* **EXERCISE TEXT**
——

Results of Database Studies in Spine Surgery Can Be Influenced by Missing Data
National databases are increasingly being used for research in spine surgery; however, one limitation of such databases that has received sparse mention is the frequency of missing data. Studies using these databases often do not emphasize the percentage of missing data for each variable used and do not specify how patients with missing data are incorporated into analyses. This study uses the American College of Surgeons National Surgical Quality Improvement Program (ACS-NSQIP) database to examine whether different treatments of missing data can influence the results of spine studies.
(1) What is the frequency of missing data fields for demographics, medical comorbidities, preoperative laboratory values, operating room times, and length of stay recorded in ACS-NSQIP? (2) Using three common approaches to handling missing data, how frequently do those approaches agree in terms of finding particular variables to be associated with adverse events? (3) Do different approaches to handling missing data influence the outcomes and effect sizes of an analysis testing for an association with these variables with occurrence of adverse events?
Patients who underwent spine surgery between 2005 and 2013 were identified from the ACS-NSQIP database. A total of 88,471 patients undergoing spine surgery were identified. The most common procedures were anterior cervical discectomy and fusion, lumbar decompression, and lumbar fusion. Demographics, comorbidities, and perioperative laboratory values were tabulated for each patient, and the percent of missing data was noted for each variable. These variables were tested for an association with “any adverse event” using three separate multivariate regressions that used the most common treatments for missing data. In the first regression, patients with any missing data were excluded. In the second regression, missing data were treated as a negative or “reference” value; for continuous variables, the mean of each variable’s reference range was computed and imputed. In the third regression, any variables with > 10% rate of missing data were removed from the regression; among variables with ≤ 10% missing data, individual cases with missing values were excluded. The results of these regressions were compared to determine how the different treatments of missing data could affect the results of spine studies using the ACS-NSQIP database.

——

* **RECORDED DATA**
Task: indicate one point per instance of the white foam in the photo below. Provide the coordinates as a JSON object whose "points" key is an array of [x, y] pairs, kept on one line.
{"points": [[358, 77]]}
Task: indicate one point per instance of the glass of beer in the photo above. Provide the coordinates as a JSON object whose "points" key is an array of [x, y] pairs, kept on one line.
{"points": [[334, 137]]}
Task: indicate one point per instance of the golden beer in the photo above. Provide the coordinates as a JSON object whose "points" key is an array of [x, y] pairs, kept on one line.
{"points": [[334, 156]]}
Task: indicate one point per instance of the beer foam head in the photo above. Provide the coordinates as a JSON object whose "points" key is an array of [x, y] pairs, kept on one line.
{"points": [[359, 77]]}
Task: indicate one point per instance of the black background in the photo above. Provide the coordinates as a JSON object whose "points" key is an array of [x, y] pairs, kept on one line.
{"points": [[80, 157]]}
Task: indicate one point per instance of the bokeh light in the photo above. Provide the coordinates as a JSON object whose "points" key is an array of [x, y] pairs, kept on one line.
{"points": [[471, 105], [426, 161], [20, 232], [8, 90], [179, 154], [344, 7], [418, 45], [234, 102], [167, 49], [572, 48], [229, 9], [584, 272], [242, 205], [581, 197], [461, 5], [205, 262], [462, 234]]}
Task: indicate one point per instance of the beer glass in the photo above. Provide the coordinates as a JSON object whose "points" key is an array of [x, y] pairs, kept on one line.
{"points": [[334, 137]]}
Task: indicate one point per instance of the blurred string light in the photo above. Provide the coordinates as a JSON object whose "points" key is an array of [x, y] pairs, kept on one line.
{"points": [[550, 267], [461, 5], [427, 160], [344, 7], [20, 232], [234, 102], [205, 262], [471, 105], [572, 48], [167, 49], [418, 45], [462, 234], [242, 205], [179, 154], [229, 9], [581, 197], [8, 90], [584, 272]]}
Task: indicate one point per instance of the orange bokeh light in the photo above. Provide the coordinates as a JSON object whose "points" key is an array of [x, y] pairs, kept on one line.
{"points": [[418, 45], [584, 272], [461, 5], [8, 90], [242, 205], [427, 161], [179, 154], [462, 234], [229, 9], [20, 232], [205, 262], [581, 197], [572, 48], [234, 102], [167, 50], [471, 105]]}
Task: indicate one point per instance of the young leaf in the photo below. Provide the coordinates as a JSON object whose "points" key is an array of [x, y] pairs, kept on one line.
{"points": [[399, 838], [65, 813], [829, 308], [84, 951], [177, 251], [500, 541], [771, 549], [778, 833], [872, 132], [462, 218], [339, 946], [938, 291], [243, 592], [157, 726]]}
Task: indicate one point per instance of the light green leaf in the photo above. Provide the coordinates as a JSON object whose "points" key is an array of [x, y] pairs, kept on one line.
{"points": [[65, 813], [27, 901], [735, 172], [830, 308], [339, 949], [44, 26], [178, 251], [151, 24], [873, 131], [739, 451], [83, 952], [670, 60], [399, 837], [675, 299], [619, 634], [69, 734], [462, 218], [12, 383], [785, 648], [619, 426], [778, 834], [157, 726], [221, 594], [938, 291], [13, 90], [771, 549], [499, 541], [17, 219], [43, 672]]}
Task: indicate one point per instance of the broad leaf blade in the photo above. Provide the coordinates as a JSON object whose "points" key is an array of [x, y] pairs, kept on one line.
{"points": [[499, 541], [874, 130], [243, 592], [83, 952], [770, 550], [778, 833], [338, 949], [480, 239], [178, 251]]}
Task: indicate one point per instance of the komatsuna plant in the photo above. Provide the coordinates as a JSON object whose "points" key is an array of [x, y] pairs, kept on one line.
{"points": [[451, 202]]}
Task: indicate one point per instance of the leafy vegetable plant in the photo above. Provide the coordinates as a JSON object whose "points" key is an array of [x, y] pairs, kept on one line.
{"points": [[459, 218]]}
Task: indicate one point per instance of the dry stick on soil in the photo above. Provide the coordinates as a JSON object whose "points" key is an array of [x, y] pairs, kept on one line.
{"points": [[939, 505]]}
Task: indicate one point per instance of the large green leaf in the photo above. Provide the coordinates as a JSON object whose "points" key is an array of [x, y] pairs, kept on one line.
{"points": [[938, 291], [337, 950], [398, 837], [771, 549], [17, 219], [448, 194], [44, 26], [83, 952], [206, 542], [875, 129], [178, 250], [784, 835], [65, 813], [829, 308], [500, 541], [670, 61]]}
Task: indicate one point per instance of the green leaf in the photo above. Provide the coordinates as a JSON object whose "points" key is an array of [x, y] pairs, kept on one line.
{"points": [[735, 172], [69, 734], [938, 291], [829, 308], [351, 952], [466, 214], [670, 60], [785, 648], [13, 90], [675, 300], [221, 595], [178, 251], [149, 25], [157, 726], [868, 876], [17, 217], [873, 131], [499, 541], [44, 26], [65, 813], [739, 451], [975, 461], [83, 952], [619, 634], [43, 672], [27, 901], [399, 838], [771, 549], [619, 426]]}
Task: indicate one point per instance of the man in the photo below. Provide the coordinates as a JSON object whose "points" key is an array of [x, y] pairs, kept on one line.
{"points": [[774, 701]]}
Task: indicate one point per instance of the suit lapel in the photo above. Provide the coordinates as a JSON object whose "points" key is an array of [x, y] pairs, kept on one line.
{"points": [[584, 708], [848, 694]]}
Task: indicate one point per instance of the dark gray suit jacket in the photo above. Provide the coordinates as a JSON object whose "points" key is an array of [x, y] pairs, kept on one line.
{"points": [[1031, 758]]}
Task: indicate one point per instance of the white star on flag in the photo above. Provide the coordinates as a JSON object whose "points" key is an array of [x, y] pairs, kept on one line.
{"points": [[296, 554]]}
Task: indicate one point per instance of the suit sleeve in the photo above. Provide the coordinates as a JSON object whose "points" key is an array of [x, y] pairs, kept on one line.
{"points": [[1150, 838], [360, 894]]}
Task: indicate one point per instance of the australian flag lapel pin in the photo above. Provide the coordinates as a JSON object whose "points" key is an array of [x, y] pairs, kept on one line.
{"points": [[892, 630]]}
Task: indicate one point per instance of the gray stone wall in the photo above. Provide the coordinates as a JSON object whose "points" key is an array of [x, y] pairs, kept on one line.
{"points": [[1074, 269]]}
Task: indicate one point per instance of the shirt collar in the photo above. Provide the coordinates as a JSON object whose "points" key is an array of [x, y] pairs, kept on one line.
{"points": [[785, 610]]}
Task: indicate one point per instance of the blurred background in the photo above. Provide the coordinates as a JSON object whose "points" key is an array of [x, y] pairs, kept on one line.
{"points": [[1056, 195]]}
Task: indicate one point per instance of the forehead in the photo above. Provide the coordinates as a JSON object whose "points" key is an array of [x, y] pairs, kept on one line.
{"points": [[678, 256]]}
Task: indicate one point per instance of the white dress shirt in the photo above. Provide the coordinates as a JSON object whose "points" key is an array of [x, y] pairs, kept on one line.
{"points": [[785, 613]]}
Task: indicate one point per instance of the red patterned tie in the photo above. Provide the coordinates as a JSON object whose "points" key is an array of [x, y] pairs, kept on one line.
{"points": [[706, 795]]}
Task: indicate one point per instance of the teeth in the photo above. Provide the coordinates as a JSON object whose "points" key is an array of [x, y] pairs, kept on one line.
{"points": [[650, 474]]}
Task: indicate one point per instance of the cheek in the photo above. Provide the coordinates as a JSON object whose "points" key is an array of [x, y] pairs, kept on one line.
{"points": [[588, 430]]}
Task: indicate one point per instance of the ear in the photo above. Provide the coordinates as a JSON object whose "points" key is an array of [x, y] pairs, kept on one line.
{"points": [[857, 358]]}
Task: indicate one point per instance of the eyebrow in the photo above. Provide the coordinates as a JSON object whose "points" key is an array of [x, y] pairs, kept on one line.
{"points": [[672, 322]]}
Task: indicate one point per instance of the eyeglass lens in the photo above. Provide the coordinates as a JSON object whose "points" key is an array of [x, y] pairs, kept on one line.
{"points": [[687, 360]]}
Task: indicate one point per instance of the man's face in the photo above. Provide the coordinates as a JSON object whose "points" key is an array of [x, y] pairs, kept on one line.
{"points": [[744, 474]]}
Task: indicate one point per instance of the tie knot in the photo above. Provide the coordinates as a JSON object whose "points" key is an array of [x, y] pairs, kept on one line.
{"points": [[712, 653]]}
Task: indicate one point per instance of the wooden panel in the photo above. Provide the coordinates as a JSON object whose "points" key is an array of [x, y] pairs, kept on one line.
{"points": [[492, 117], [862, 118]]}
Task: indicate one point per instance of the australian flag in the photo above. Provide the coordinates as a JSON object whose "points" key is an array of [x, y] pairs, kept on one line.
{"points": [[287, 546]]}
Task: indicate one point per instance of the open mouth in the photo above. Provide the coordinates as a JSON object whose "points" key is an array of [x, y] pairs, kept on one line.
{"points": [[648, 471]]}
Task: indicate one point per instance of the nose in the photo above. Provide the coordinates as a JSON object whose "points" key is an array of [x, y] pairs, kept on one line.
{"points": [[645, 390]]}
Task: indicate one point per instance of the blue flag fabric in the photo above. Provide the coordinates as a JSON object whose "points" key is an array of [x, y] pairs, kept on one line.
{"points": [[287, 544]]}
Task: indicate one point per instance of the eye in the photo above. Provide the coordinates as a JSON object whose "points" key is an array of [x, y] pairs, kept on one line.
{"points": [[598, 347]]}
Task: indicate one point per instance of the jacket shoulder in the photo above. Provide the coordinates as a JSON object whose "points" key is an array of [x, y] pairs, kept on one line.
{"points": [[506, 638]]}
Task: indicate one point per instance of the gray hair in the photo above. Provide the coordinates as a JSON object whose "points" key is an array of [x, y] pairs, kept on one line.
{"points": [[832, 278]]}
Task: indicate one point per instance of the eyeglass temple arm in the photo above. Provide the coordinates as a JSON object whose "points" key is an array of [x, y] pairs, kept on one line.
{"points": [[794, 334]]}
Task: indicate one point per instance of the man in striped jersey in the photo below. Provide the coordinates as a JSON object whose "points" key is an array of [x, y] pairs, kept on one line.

——

* **WORK REQUEST**
Rename "ACS-NSQIP" as "NSQIP" in the passage of the spine surgery database text starting at "Results of Database" and ending at "of spine studies.", and write out that passage with the change. The data has no connection to the text on missing data in spine surgery database studies.

* **TASK OUTPUT**
Results of Database Studies in Spine Surgery Can Be Influenced by Missing Data
National databases are increasingly being used for research in spine surgery; however, one limitation of such databases that has received sparse mention is the frequency of missing data. Studies using these databases often do not emphasize the percentage of missing data for each variable used and do not specify how patients with missing data are incorporated into analyses. This study uses the American College of Surgeons National Surgical Quality Improvement Program (NSQIP) database to examine whether different treatments of missing data can influence the results of spine studies.